**Your instructions**
When you reach the line that contains "Q: Provide a" in the entries below, begin returning lines exactly as written and continue through the last one.

▼

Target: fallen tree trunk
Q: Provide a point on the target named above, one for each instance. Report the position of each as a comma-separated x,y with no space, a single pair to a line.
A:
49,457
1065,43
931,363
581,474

▲

**Exercise answer**
Q: Provide a point on the target named above, one for each instance. Report the position of each as a comma-separated x,y with no space, a single pair to a line.
A:
49,457
1065,43
931,363
581,474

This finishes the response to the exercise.